Work task :: Word for word, transcribe every line below.

Records for this exercise ::
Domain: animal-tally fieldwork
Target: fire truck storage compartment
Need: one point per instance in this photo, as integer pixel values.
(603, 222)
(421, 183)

Task answer ::
Domain: animal-tally fieldwork
Target: fire truck storage compartment
Need: one point per instance in this photo, as integer pixel values.
(603, 222)
(421, 183)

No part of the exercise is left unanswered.